Data items:
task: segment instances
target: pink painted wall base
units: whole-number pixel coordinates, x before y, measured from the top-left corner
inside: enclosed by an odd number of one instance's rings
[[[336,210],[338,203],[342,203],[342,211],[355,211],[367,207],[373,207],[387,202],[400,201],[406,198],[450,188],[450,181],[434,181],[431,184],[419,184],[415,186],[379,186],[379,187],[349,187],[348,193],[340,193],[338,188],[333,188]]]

- _What you have to do_: Reproduce exactly, please, only the lines from the start of the data above to the line that contains "units: whole-number pixel", with both ends kept.

- _Solution to this task_:
task: segment instances
target: pink painted wall base
units: whole-number pixel coordinates, x before y, measured from the top-left corner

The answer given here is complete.